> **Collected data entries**

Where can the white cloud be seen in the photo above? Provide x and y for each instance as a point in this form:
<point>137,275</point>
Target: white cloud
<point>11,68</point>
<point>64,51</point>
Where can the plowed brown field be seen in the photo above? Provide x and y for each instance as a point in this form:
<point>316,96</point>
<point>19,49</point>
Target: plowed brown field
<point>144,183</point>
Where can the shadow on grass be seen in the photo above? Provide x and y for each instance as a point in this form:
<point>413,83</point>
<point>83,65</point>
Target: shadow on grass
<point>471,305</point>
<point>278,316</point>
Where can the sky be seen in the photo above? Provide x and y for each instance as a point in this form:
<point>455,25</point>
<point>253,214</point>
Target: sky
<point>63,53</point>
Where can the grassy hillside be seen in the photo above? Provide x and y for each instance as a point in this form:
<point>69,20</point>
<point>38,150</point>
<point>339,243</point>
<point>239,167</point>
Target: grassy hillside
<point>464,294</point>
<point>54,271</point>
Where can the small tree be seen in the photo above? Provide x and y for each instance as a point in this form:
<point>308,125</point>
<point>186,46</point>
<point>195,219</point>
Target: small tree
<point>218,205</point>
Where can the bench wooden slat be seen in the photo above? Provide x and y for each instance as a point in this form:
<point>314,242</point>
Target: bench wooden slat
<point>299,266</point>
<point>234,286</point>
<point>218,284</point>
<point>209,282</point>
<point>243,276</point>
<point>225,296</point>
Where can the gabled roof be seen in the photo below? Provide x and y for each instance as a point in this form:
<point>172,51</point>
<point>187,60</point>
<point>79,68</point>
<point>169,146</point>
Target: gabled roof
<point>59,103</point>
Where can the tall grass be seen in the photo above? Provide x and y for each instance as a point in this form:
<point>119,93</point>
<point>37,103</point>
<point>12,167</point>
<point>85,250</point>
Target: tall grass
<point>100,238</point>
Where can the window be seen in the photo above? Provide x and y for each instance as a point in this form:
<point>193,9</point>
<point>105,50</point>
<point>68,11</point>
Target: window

> **WORK TO COMPLETE**
Turn the lines above into a numbered list, leaving out any blank lines.

> **THE OUTPUT**
1. Where can the white cloud be seen in the photo above? Provide x and y for each instance as a point in this form:
2. <point>137,275</point>
3. Target: white cloud
4. <point>11,68</point>
5. <point>64,51</point>
6. Where can the plowed brown field be seen in the photo above? Provide x and y for each instance as a point in this form:
7. <point>316,96</point>
8. <point>19,49</point>
9. Target: plowed brown field
10. <point>144,183</point>
11. Where can the shadow on grass be seen in the photo above? Provide x and y for each instance as a point in this form:
12. <point>413,83</point>
13. <point>83,65</point>
14. Target: shadow on grass
15. <point>471,305</point>
16. <point>278,316</point>
17. Where can the sky be seen in the photo above? Provide x and y for each instance as a point in this form:
18. <point>455,25</point>
19. <point>253,214</point>
20. Target: sky
21. <point>63,53</point>
22. Where can the grassy hillside be seen in the photo above? Provide x and y for each instance as a point in this form:
23. <point>69,20</point>
24. <point>38,150</point>
25. <point>339,243</point>
26. <point>239,167</point>
27. Target: grassy hillside
28. <point>464,294</point>
29. <point>54,271</point>
30. Where can the small tree be seen in the photo above? Provide x and y for each instance as a point in this form:
31. <point>308,125</point>
32. <point>186,46</point>
33. <point>195,219</point>
34. Target: small tree
35. <point>218,205</point>
36. Where can the bench wooden slat be seen in the photo above? Provide x and y for each instance as a point in this form:
37. <point>314,242</point>
38. Target: bench wooden slat
39. <point>299,266</point>
40. <point>234,286</point>
41. <point>218,284</point>
42. <point>209,282</point>
43. <point>243,276</point>
44. <point>225,296</point>
45. Where can the gabled roof be seen in the photo below? Provide x and y for each instance as a point in this form:
46. <point>172,51</point>
47. <point>187,60</point>
48. <point>79,68</point>
49. <point>169,146</point>
50. Target: gabled roof
51. <point>59,103</point>
52. Where can the tall grass be seen in the photo above? Provide x and y for each instance as a point in this form:
53. <point>119,93</point>
54. <point>37,103</point>
55. <point>12,167</point>
56. <point>85,250</point>
57. Target: tall grass
58. <point>100,238</point>
59. Where can the window be seen in the photo above? Provide x and y for each instance as a point in this form:
60. <point>193,9</point>
61. <point>105,50</point>
62. <point>68,11</point>
63. Target: window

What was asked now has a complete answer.